▶ GOAL OF THE EXERCISE: Please print every line from the one containing "Report one point per instance of the silver" through the last line of the records below, exactly as written and nothing more.
-------- TASK INPUTS --------
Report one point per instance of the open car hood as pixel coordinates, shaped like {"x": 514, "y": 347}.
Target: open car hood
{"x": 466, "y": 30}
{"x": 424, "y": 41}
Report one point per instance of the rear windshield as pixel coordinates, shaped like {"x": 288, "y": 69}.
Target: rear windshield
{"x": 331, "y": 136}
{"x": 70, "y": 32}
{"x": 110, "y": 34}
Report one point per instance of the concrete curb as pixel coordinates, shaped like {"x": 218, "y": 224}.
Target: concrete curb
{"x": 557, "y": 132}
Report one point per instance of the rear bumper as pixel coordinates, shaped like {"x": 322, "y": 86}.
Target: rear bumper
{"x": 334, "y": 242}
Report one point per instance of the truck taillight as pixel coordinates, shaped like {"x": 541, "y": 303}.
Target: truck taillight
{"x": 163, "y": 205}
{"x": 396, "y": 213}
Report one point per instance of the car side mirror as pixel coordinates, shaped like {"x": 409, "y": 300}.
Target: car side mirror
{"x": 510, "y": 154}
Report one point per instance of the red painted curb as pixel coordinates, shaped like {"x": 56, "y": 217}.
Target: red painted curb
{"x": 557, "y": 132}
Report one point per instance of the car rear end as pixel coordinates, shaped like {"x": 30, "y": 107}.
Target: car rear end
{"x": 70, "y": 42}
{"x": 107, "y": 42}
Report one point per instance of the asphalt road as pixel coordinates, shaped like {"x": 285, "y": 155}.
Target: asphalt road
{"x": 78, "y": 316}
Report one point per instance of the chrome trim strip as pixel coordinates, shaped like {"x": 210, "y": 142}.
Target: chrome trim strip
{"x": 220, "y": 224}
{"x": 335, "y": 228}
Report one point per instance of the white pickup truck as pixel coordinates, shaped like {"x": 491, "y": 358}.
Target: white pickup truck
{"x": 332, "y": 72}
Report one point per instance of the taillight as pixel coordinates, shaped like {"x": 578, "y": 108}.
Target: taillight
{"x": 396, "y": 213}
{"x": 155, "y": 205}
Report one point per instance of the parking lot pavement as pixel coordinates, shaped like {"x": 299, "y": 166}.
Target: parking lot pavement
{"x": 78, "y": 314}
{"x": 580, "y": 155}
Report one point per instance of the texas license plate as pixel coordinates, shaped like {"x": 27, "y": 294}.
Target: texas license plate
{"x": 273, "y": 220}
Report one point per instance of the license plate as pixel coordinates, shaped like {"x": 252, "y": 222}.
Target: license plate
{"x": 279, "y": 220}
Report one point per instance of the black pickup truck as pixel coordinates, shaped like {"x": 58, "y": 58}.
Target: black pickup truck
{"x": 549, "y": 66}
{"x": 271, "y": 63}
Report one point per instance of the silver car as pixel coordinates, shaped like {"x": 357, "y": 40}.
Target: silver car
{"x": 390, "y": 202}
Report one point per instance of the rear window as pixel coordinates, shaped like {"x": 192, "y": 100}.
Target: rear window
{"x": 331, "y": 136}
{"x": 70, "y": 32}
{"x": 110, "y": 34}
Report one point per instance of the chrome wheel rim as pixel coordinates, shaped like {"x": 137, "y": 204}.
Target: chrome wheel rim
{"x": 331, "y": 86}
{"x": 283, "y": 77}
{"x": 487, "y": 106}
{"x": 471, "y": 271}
--------
▶ REPLY TO THE TASK:
Report one point per instance of the silver car as pixel coordinates, shaped like {"x": 357, "y": 40}.
Target: silver car
{"x": 390, "y": 202}
Report one point per instance of the rear window as pixel coordinates, shaped like {"x": 192, "y": 100}.
Target: rear window
{"x": 331, "y": 136}
{"x": 70, "y": 32}
{"x": 110, "y": 34}
Report one point per instance of the chrome wheel rim as pixel coordinates, shaped like {"x": 137, "y": 204}.
Target: chrome wheel rim
{"x": 331, "y": 86}
{"x": 283, "y": 77}
{"x": 487, "y": 106}
{"x": 471, "y": 271}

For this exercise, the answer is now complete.